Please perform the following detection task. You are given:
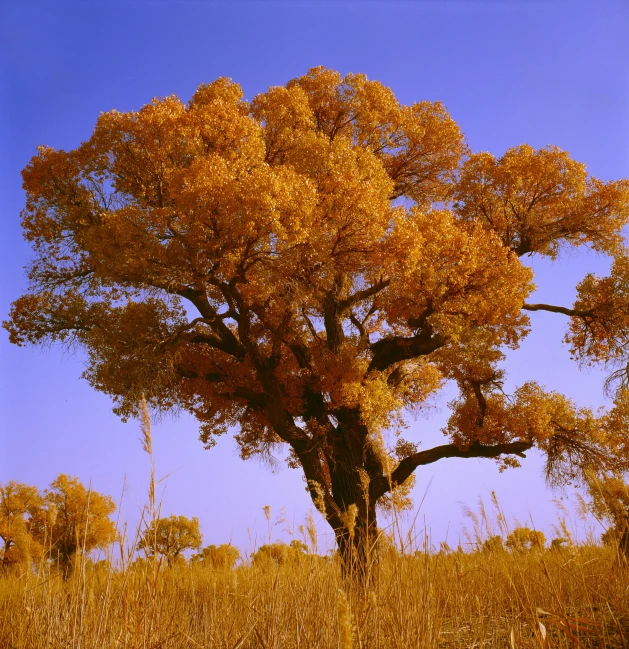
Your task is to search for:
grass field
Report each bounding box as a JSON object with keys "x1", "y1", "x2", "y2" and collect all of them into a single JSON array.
[{"x1": 0, "y1": 544, "x2": 629, "y2": 649}]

+--

▶ [Task]:
Output all of the records exactly as they appear above, but not the pictures.

▶ [Exercise result]:
Please perform the following detection task. You are given:
Your task is to search for:
grass field
Report each bounding box as a JSON object with keys "x1", "y1", "x2", "y2" and collect all of them into a single JSON array.
[{"x1": 0, "y1": 544, "x2": 629, "y2": 649}]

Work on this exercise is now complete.